Source material section start
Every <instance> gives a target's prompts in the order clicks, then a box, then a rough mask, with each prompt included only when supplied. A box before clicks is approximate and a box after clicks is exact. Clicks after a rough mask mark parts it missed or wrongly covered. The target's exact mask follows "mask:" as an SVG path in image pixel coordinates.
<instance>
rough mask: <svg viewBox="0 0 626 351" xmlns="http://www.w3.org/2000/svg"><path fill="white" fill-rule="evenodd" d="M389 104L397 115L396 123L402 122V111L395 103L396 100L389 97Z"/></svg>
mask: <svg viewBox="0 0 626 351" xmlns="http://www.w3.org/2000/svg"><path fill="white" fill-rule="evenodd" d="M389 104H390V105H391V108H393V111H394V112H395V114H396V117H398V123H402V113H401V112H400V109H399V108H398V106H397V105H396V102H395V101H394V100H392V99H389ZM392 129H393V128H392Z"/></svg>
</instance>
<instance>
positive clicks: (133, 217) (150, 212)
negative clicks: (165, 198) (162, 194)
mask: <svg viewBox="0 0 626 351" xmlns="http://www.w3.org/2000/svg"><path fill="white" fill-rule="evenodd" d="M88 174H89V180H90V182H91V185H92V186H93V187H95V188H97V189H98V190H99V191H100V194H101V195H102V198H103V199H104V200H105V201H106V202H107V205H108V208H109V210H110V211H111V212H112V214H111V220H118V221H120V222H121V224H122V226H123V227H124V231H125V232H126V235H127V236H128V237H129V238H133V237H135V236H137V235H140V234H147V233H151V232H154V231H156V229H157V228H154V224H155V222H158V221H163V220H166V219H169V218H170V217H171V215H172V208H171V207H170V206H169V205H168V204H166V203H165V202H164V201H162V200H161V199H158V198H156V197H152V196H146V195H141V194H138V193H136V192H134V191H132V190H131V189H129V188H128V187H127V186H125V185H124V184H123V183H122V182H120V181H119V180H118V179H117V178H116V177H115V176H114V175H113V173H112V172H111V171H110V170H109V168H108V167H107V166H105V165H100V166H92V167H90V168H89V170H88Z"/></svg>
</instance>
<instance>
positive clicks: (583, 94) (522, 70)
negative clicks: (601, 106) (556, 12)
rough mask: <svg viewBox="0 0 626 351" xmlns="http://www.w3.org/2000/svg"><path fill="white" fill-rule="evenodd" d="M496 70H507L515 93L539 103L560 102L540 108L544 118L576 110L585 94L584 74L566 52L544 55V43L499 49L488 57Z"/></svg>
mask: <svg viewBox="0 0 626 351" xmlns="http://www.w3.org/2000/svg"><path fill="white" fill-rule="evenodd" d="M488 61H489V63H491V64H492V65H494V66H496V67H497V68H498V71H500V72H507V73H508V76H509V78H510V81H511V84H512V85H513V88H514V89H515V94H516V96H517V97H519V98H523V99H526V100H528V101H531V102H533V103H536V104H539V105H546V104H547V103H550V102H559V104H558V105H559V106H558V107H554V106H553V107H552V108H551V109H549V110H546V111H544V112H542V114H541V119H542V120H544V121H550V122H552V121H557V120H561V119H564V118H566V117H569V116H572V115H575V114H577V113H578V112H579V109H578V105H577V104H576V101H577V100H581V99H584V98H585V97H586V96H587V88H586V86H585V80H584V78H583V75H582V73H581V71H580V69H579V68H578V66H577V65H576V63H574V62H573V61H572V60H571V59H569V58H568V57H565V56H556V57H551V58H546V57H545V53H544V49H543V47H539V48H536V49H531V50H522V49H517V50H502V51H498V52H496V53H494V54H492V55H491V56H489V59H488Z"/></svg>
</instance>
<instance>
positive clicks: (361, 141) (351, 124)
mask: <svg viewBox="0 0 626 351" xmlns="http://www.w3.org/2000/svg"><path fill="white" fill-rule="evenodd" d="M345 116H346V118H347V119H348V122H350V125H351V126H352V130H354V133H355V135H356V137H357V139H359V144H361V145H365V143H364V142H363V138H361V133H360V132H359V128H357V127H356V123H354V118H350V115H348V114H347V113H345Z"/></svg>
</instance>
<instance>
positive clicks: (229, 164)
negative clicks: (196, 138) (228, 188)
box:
Source material section end
Brief: From top to bottom, return the material above unchanged.

Exercise result:
Every <instance> gives a target's prompts in the order clicks, then a box, then a rough mask, with each prompt included only when supplied. A box before clicks is approximate and a box after clicks is exact. Clicks after a rough mask mark parts it missed or wrongly covered. The target's exact mask follows "mask:" as an SVG path in image pixel coordinates.
<instance>
rough mask: <svg viewBox="0 0 626 351" xmlns="http://www.w3.org/2000/svg"><path fill="white" fill-rule="evenodd" d="M389 104L397 115L396 123L402 122V111L395 103L396 100L389 97Z"/></svg>
mask: <svg viewBox="0 0 626 351" xmlns="http://www.w3.org/2000/svg"><path fill="white" fill-rule="evenodd" d="M389 104H390V105H391V108H393V111H394V112H395V114H396V117H398V123H402V113H401V112H400V109H399V108H398V106H397V105H396V102H395V101H394V100H392V99H389ZM392 129H393V128H392Z"/></svg>
</instance>
<instance>
positive clicks: (133, 217) (150, 212)
negative clicks: (165, 198) (162, 194)
mask: <svg viewBox="0 0 626 351" xmlns="http://www.w3.org/2000/svg"><path fill="white" fill-rule="evenodd" d="M88 174H89V180H90V182H91V185H92V186H93V187H95V188H97V189H98V190H99V191H100V194H101V195H102V198H103V199H104V200H105V201H106V202H107V205H108V208H109V210H110V211H111V212H112V214H111V220H118V221H120V222H121V224H122V226H123V227H124V231H125V232H126V235H127V236H128V237H129V238H133V237H135V236H137V235H140V234H147V233H151V232H154V231H156V229H157V228H154V224H155V222H158V221H163V220H166V219H169V218H170V217H171V215H172V208H171V207H170V206H169V205H168V204H166V203H165V202H164V201H162V200H161V199H158V198H156V197H152V196H146V195H141V194H138V193H136V192H134V191H132V190H131V189H129V188H128V187H127V186H125V185H124V184H123V183H122V182H120V181H119V180H118V179H117V178H116V177H115V176H114V175H113V173H112V172H111V171H110V170H109V168H108V167H107V166H105V165H100V166H92V167H90V168H89V170H88Z"/></svg>
</instance>
<instance>
positive clicks: (583, 94) (522, 70)
negative clicks: (601, 106) (556, 12)
rough mask: <svg viewBox="0 0 626 351" xmlns="http://www.w3.org/2000/svg"><path fill="white" fill-rule="evenodd" d="M496 70H507L515 93L539 103L560 102L540 108L544 118L576 110L585 94L584 74L566 52L544 55V43L499 49L488 57Z"/></svg>
mask: <svg viewBox="0 0 626 351" xmlns="http://www.w3.org/2000/svg"><path fill="white" fill-rule="evenodd" d="M488 61H489V63H491V64H492V65H494V66H496V67H497V68H498V71H500V72H507V73H508V76H509V78H510V81H511V84H512V85H513V88H514V89H515V94H516V96H517V97H519V98H523V99H526V100H528V101H531V102H533V103H536V104H539V105H546V104H547V103H550V102H559V104H558V105H559V106H558V107H554V106H553V107H552V108H551V109H549V110H546V111H544V112H542V114H541V119H542V120H544V121H550V122H552V121H557V120H561V119H564V118H566V117H569V116H572V115H575V114H577V113H578V112H579V109H578V105H577V104H576V101H577V100H581V99H584V98H585V97H586V96H587V88H586V86H585V80H584V78H583V75H582V73H581V71H580V69H579V68H578V66H577V65H576V63H574V62H573V61H572V60H571V59H569V58H568V57H565V56H556V57H551V58H546V57H545V53H544V49H543V47H539V48H536V49H531V50H522V49H517V50H502V51H498V52H496V53H494V54H492V55H491V56H489V59H488Z"/></svg>
</instance>
<instance>
positive clicks: (361, 141) (351, 124)
mask: <svg viewBox="0 0 626 351" xmlns="http://www.w3.org/2000/svg"><path fill="white" fill-rule="evenodd" d="M345 116H346V118H347V119H348V122H350V125H351V126H352V130H354V133H355V135H356V137H357V139H359V144H361V145H365V143H364V142H363V138H361V133H360V132H359V128H357V127H356V123H354V118H350V115H348V114H347V113H345Z"/></svg>
</instance>
<instance>
positive clicks: (229, 164)
negative clicks: (196, 138) (228, 188)
box:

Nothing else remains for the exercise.